## WRITTEN INSTRUCTION
Reproduce the lines below word for word, from the line containing "I already know the tree shadow" through the end of the items, and leave the pictures out of your answer.

Image region labeling items

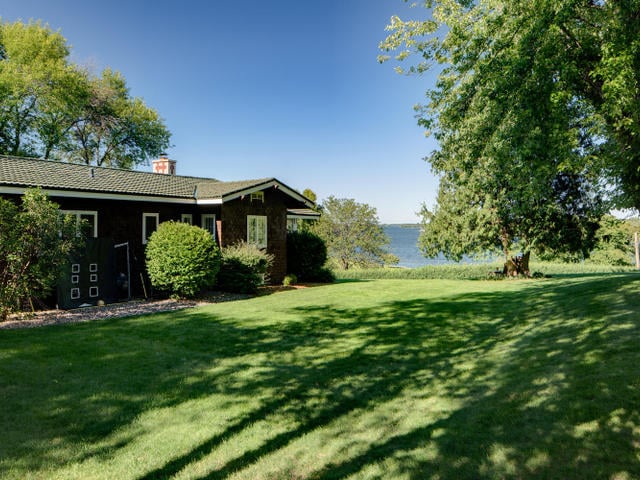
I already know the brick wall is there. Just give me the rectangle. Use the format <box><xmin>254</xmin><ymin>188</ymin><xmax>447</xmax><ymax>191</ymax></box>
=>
<box><xmin>221</xmin><ymin>188</ymin><xmax>287</xmax><ymax>284</ymax></box>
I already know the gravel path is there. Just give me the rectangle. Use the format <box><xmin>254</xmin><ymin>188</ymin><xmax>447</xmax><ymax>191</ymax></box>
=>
<box><xmin>0</xmin><ymin>292</ymin><xmax>252</xmax><ymax>330</ymax></box>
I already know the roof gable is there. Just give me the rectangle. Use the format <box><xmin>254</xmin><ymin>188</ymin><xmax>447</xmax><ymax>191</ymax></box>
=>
<box><xmin>0</xmin><ymin>155</ymin><xmax>314</xmax><ymax>207</ymax></box>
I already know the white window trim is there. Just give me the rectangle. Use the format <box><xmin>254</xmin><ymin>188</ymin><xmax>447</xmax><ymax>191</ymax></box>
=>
<box><xmin>142</xmin><ymin>213</ymin><xmax>160</xmax><ymax>245</ymax></box>
<box><xmin>247</xmin><ymin>215</ymin><xmax>268</xmax><ymax>248</ymax></box>
<box><xmin>200</xmin><ymin>213</ymin><xmax>216</xmax><ymax>238</ymax></box>
<box><xmin>60</xmin><ymin>210</ymin><xmax>98</xmax><ymax>238</ymax></box>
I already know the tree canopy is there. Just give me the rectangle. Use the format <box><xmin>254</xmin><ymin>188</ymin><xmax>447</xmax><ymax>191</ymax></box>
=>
<box><xmin>380</xmin><ymin>0</ymin><xmax>640</xmax><ymax>270</ymax></box>
<box><xmin>0</xmin><ymin>22</ymin><xmax>170</xmax><ymax>168</ymax></box>
<box><xmin>309</xmin><ymin>196</ymin><xmax>397</xmax><ymax>270</ymax></box>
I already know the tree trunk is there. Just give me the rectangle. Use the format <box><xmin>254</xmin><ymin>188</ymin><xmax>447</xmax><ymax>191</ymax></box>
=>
<box><xmin>502</xmin><ymin>252</ymin><xmax>531</xmax><ymax>277</ymax></box>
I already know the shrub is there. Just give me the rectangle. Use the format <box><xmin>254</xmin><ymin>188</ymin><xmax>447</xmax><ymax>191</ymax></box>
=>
<box><xmin>146</xmin><ymin>221</ymin><xmax>220</xmax><ymax>298</ymax></box>
<box><xmin>282</xmin><ymin>273</ymin><xmax>298</xmax><ymax>287</ymax></box>
<box><xmin>287</xmin><ymin>230</ymin><xmax>334</xmax><ymax>283</ymax></box>
<box><xmin>218</xmin><ymin>242</ymin><xmax>273</xmax><ymax>293</ymax></box>
<box><xmin>0</xmin><ymin>189</ymin><xmax>83</xmax><ymax>321</ymax></box>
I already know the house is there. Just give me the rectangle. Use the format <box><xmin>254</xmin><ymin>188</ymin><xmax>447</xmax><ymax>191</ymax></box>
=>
<box><xmin>0</xmin><ymin>155</ymin><xmax>319</xmax><ymax>308</ymax></box>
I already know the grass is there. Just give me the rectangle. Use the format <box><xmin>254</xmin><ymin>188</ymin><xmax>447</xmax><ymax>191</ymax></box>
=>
<box><xmin>0</xmin><ymin>273</ymin><xmax>640</xmax><ymax>480</ymax></box>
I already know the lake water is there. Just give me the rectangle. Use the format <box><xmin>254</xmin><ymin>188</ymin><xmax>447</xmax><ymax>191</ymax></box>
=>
<box><xmin>383</xmin><ymin>225</ymin><xmax>451</xmax><ymax>268</ymax></box>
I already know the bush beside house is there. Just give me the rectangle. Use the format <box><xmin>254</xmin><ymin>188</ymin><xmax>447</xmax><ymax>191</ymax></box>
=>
<box><xmin>217</xmin><ymin>242</ymin><xmax>273</xmax><ymax>293</ymax></box>
<box><xmin>0</xmin><ymin>189</ymin><xmax>83</xmax><ymax>321</ymax></box>
<box><xmin>145</xmin><ymin>221</ymin><xmax>220</xmax><ymax>298</ymax></box>
<box><xmin>287</xmin><ymin>230</ymin><xmax>335</xmax><ymax>283</ymax></box>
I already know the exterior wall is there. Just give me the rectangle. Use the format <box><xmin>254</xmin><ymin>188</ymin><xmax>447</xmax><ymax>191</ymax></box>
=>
<box><xmin>0</xmin><ymin>188</ymin><xmax>292</xmax><ymax>295</ymax></box>
<box><xmin>220</xmin><ymin>188</ymin><xmax>287</xmax><ymax>284</ymax></box>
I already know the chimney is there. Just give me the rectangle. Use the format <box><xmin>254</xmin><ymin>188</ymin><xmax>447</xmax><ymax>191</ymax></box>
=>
<box><xmin>151</xmin><ymin>153</ymin><xmax>176</xmax><ymax>175</ymax></box>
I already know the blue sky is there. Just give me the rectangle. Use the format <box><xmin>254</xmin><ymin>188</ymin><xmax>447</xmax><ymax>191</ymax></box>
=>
<box><xmin>0</xmin><ymin>0</ymin><xmax>437</xmax><ymax>223</ymax></box>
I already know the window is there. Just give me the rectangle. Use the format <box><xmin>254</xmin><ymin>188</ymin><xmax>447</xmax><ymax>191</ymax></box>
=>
<box><xmin>60</xmin><ymin>210</ymin><xmax>98</xmax><ymax>238</ymax></box>
<box><xmin>251</xmin><ymin>192</ymin><xmax>264</xmax><ymax>203</ymax></box>
<box><xmin>201</xmin><ymin>213</ymin><xmax>216</xmax><ymax>238</ymax></box>
<box><xmin>247</xmin><ymin>215</ymin><xmax>267</xmax><ymax>248</ymax></box>
<box><xmin>287</xmin><ymin>218</ymin><xmax>299</xmax><ymax>232</ymax></box>
<box><xmin>142</xmin><ymin>213</ymin><xmax>160</xmax><ymax>245</ymax></box>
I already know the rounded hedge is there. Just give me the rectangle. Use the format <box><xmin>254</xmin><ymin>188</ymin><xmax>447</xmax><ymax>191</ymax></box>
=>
<box><xmin>287</xmin><ymin>230</ymin><xmax>334</xmax><ymax>282</ymax></box>
<box><xmin>145</xmin><ymin>221</ymin><xmax>220</xmax><ymax>298</ymax></box>
<box><xmin>218</xmin><ymin>242</ymin><xmax>273</xmax><ymax>293</ymax></box>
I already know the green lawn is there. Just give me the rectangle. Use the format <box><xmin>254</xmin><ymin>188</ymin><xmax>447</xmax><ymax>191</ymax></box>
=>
<box><xmin>0</xmin><ymin>273</ymin><xmax>640</xmax><ymax>480</ymax></box>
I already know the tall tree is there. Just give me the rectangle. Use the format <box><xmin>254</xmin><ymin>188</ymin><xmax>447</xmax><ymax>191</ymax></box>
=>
<box><xmin>0</xmin><ymin>22</ymin><xmax>170</xmax><ymax>168</ymax></box>
<box><xmin>0</xmin><ymin>22</ymin><xmax>81</xmax><ymax>155</ymax></box>
<box><xmin>381</xmin><ymin>0</ymin><xmax>640</xmax><ymax>270</ymax></box>
<box><xmin>309</xmin><ymin>196</ymin><xmax>389</xmax><ymax>270</ymax></box>
<box><xmin>63</xmin><ymin>69</ymin><xmax>170</xmax><ymax>168</ymax></box>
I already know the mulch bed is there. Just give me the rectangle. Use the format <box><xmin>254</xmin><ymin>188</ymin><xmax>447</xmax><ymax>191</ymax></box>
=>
<box><xmin>0</xmin><ymin>285</ymin><xmax>310</xmax><ymax>330</ymax></box>
<box><xmin>0</xmin><ymin>292</ymin><xmax>254</xmax><ymax>330</ymax></box>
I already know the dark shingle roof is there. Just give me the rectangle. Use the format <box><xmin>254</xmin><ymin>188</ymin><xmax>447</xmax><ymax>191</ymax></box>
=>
<box><xmin>0</xmin><ymin>155</ymin><xmax>284</xmax><ymax>200</ymax></box>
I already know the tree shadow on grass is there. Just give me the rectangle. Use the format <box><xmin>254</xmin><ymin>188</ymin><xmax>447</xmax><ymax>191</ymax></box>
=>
<box><xmin>0</xmin><ymin>276</ymin><xmax>640</xmax><ymax>479</ymax></box>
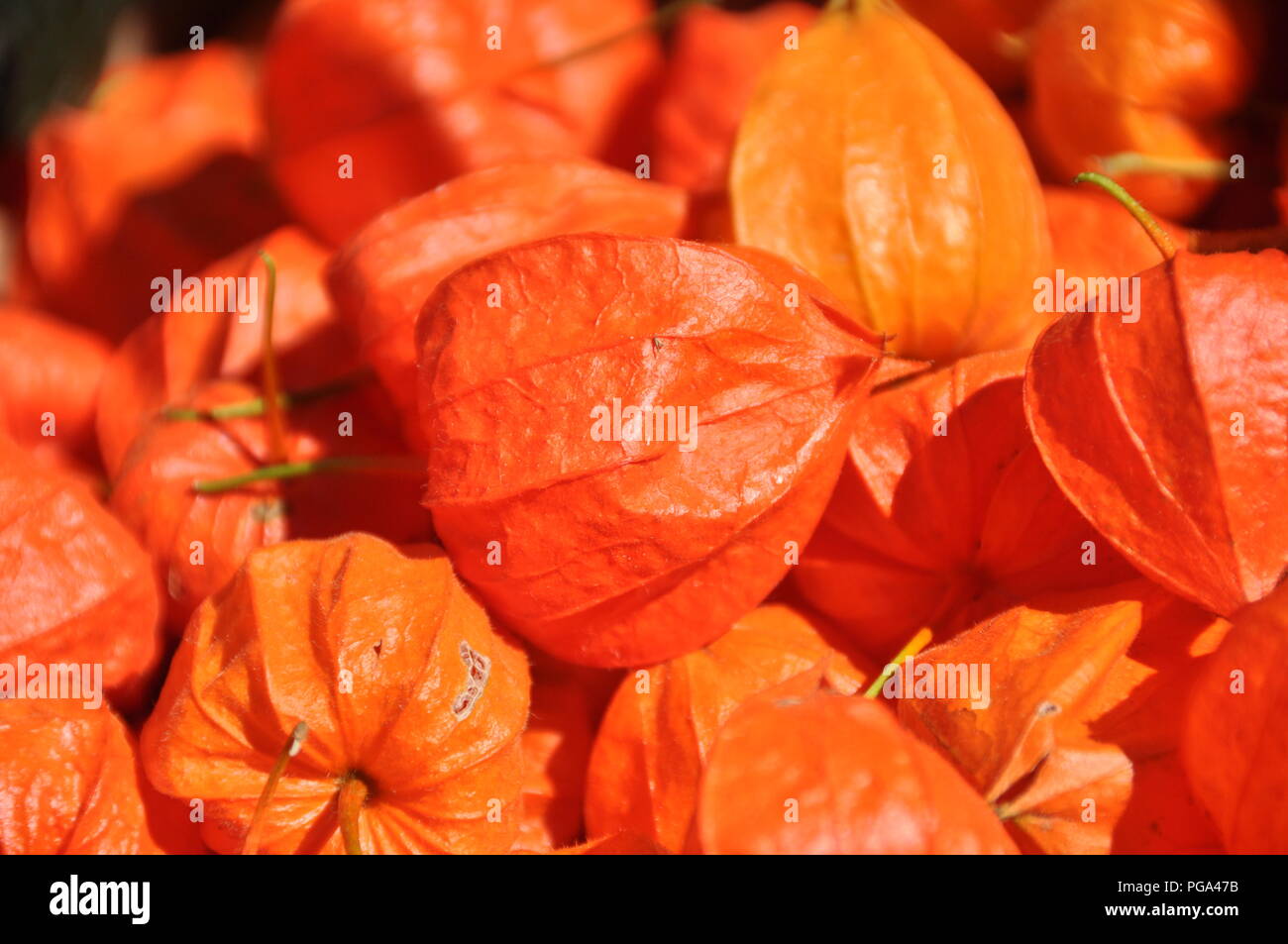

## THE SOLUTION
I already know the tree shadow on grass is there. Just give me the rectangle. Use the format <box><xmin>254</xmin><ymin>188</ymin><xmax>447</xmax><ymax>191</ymax></box>
=>
<box><xmin>0</xmin><ymin>276</ymin><xmax>640</xmax><ymax>479</ymax></box>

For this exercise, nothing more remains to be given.